## Exercise directions
The answer must consist only of the lines from the line with "Target: gold necklace" to the line with "Target: magazine on table", both included, exactly as they stand below.

================

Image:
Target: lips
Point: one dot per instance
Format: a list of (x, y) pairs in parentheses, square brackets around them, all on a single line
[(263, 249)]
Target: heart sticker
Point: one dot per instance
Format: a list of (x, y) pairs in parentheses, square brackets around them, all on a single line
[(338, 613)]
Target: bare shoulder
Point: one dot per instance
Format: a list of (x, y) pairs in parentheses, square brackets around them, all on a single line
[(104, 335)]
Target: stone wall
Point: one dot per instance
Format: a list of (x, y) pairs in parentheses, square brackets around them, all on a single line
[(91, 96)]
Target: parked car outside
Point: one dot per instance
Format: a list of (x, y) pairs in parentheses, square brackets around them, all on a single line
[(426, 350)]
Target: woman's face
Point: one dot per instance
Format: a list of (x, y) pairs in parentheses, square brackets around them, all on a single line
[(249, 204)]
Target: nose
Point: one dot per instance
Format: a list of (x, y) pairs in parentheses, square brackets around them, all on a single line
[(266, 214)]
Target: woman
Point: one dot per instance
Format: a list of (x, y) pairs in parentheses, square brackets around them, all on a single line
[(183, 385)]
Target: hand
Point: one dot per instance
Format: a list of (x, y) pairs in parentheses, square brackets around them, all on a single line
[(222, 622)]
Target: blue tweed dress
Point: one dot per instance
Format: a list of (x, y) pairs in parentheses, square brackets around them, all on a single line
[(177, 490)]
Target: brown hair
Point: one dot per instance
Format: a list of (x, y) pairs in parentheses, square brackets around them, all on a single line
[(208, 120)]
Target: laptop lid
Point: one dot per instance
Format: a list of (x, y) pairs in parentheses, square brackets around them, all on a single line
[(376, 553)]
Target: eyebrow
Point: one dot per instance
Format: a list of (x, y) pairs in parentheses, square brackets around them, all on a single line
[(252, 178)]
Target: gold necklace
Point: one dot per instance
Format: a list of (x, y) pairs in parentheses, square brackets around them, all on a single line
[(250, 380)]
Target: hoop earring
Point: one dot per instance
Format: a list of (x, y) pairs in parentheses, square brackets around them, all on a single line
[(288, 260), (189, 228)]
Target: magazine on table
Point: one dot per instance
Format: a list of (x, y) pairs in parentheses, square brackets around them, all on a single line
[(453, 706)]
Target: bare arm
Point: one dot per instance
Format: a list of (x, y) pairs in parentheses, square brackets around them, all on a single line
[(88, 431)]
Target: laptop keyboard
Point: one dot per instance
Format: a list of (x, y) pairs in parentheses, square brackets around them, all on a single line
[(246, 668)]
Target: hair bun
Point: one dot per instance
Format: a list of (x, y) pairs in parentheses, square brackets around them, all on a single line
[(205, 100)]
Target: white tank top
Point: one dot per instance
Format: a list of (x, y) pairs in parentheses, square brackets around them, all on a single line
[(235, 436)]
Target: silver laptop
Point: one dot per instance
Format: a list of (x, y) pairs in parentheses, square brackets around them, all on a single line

================

## Output for this task
Target: gold necklace
Point: one dot per instance
Format: a list of (x, y) pairs in parentheses, square brackets around them, all on a single line
[(250, 380)]
Target: hoop earring
Point: one dot per instance
Format: a list of (x, y) pairs in parentheses, square brackets around them, all on a single line
[(288, 260), (189, 228)]
Target: magazine on table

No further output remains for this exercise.